_Directions for this task_. Restate verbatim the span of lines below between the line with "Target: white parking line marking" and the line with "Target: white window pane", including those two lines, and only that span.

────────────────

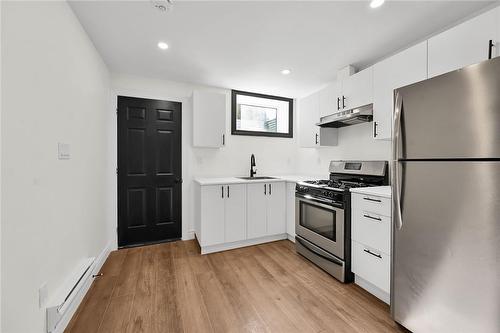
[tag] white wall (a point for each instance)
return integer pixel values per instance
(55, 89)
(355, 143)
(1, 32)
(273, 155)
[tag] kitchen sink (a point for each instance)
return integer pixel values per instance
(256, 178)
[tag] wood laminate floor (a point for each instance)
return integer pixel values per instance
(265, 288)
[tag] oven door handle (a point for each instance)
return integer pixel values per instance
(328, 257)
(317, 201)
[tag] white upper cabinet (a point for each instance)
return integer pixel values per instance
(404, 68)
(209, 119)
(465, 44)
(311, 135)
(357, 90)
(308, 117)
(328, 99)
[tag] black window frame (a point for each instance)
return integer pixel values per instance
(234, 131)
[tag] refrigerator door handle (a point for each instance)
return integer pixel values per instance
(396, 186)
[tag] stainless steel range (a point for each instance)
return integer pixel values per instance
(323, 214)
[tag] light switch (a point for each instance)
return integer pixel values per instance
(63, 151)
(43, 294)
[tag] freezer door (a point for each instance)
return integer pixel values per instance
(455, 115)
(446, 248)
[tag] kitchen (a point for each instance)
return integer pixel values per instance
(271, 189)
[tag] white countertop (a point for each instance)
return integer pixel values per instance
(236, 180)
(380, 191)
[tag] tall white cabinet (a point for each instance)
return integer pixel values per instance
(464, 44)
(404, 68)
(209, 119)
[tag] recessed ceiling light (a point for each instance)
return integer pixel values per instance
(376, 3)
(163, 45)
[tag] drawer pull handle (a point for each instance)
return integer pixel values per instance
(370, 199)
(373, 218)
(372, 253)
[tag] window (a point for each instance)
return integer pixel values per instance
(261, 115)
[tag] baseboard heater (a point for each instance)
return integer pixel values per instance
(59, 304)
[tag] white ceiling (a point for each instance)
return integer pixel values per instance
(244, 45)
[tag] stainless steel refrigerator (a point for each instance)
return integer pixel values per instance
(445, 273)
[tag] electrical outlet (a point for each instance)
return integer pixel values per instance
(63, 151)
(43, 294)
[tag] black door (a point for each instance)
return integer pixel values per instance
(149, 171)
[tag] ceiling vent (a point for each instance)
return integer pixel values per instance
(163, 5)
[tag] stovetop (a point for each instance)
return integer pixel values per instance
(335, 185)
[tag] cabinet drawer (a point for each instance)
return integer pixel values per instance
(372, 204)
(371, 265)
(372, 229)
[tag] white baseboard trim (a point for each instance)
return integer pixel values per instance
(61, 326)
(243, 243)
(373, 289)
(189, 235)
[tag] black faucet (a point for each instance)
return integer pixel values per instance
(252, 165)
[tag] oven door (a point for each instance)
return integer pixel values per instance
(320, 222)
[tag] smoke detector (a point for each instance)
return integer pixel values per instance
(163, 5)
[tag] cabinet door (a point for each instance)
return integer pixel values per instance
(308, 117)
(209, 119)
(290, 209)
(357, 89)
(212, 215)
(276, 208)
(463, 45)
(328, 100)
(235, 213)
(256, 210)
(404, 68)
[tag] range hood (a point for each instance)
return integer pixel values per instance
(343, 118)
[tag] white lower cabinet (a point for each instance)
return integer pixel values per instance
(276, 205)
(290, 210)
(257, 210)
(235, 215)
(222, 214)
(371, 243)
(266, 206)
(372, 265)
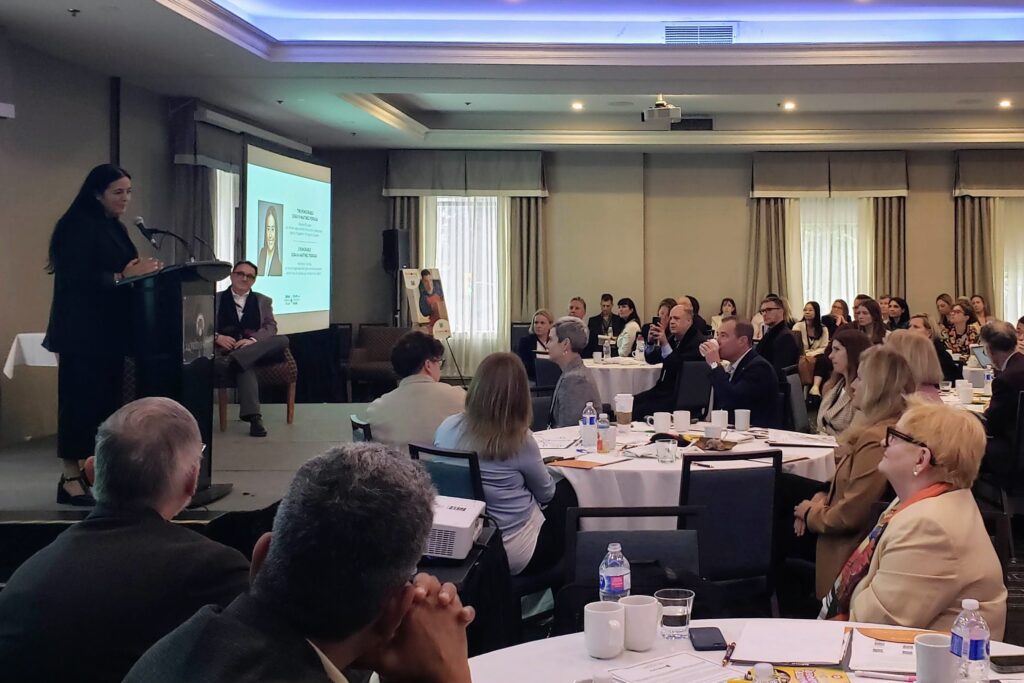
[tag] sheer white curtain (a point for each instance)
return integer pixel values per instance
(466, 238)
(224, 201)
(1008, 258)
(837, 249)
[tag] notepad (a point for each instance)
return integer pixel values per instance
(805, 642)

────────────────

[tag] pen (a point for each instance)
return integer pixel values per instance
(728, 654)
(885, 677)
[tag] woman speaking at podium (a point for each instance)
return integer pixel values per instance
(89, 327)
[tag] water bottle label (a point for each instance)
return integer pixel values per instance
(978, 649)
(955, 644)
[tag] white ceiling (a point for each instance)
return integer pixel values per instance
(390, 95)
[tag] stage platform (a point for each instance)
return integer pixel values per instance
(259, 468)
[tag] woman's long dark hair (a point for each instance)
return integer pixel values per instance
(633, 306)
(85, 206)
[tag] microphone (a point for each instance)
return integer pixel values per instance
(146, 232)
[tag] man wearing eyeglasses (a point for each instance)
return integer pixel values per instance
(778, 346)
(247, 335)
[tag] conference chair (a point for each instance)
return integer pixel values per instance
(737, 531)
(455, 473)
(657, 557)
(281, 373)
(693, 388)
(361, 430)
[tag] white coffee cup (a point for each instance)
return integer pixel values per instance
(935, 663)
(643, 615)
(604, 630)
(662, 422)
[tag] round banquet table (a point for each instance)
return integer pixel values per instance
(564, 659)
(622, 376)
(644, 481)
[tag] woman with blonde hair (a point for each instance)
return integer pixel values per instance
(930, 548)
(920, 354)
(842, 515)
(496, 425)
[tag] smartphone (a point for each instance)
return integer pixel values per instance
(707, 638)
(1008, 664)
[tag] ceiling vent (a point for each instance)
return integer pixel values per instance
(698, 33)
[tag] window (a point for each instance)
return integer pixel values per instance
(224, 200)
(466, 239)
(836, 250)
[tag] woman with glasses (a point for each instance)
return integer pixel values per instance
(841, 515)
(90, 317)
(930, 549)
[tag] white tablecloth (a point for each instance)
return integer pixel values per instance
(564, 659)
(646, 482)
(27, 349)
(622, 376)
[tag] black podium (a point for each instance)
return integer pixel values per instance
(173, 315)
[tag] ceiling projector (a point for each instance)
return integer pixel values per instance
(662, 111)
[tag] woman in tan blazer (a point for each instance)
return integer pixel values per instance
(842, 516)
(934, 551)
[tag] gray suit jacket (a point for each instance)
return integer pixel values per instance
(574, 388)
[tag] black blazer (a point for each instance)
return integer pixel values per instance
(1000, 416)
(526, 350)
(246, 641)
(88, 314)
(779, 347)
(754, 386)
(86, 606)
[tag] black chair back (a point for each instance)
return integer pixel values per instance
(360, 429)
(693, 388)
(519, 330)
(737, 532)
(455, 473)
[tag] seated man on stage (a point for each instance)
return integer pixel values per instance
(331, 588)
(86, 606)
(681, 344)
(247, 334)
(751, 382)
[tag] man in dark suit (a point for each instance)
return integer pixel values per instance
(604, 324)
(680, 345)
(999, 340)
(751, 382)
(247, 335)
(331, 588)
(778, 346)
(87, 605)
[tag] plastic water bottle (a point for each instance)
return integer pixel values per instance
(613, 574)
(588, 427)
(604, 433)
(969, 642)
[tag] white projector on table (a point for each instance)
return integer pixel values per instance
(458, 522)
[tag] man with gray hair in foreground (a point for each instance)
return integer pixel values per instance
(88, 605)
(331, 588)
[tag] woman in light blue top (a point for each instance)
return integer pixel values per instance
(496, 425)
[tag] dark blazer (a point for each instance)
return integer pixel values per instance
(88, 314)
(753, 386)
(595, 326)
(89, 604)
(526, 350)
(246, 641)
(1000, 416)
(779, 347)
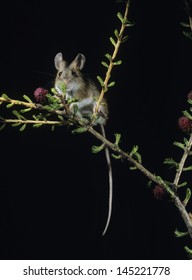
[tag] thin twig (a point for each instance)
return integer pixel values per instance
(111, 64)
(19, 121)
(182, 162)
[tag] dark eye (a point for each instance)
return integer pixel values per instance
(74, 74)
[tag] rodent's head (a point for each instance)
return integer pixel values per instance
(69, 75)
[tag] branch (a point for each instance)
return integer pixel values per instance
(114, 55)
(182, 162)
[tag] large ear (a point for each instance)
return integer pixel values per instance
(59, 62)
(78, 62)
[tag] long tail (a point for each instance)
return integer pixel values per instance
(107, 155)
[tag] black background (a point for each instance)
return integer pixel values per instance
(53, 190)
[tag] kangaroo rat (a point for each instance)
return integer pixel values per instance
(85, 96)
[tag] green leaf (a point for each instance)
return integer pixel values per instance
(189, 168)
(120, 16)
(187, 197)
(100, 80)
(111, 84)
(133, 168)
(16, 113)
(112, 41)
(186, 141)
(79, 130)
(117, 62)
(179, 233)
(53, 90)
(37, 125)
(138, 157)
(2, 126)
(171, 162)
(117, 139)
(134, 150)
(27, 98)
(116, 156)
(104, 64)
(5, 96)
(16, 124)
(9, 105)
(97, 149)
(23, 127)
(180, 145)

────────────────

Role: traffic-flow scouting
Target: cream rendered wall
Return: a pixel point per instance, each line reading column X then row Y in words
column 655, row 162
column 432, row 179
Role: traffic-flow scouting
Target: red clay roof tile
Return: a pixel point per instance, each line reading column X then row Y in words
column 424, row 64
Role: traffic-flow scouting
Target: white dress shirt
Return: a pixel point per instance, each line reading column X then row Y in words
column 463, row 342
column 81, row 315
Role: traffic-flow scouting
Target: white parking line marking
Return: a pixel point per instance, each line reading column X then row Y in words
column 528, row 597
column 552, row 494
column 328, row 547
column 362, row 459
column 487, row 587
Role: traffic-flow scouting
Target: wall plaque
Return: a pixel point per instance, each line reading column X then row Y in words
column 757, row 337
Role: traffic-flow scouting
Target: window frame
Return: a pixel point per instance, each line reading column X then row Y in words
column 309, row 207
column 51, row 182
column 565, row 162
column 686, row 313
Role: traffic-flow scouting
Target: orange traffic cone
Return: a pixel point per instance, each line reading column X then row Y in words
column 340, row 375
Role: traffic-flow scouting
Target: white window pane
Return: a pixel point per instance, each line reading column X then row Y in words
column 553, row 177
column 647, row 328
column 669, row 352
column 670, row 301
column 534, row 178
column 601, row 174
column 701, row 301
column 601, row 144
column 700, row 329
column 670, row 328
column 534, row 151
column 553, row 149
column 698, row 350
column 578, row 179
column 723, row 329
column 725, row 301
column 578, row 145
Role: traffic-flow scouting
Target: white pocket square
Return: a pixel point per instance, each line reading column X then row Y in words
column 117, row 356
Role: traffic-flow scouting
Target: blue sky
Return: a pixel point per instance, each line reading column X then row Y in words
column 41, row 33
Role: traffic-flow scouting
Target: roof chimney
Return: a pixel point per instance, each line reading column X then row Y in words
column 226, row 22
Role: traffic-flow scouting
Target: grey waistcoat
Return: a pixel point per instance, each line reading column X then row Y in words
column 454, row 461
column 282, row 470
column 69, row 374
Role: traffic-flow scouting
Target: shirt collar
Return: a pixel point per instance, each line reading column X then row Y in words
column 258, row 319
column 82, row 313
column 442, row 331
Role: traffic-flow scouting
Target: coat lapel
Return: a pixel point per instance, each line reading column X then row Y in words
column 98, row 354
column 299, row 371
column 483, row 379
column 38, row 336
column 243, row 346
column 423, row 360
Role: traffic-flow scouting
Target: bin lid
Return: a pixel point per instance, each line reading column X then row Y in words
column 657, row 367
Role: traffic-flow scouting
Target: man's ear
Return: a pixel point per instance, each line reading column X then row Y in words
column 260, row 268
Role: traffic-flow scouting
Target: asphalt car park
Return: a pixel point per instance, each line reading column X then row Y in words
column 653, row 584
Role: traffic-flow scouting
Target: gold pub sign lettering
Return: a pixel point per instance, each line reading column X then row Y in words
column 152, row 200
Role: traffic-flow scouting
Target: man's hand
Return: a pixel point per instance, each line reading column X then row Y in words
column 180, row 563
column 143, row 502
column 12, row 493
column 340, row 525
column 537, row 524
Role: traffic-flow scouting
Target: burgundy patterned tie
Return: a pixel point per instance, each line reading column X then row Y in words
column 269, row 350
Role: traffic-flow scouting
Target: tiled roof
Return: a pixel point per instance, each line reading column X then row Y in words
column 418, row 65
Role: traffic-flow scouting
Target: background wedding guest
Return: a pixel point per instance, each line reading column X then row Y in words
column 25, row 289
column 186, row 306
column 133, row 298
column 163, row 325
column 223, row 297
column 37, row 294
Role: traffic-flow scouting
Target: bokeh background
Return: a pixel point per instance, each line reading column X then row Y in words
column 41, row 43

────────────────

_Answer to this problem_.
Target: white parking line marking
Return: a pixel point per instance, each line reading column X then row Y in words
column 528, row 597
column 552, row 494
column 328, row 547
column 362, row 459
column 487, row 587
Role: traffic-flow scouting
Target: wall plaque
Return: a pixel point per instance, each line reading column X then row Y in words
column 757, row 337
Role: traffic-flow scouting
Target: window frame
Return: a pixel point per instance, each line reading column X then row Y in words
column 309, row 207
column 51, row 182
column 565, row 162
column 686, row 313
Role: traffic-flow scouting
Target: orange traffic cone
Return: a pixel point per instance, each line reading column X then row Y in words
column 340, row 375
Role: traffic-flow scouting
Target: white window pane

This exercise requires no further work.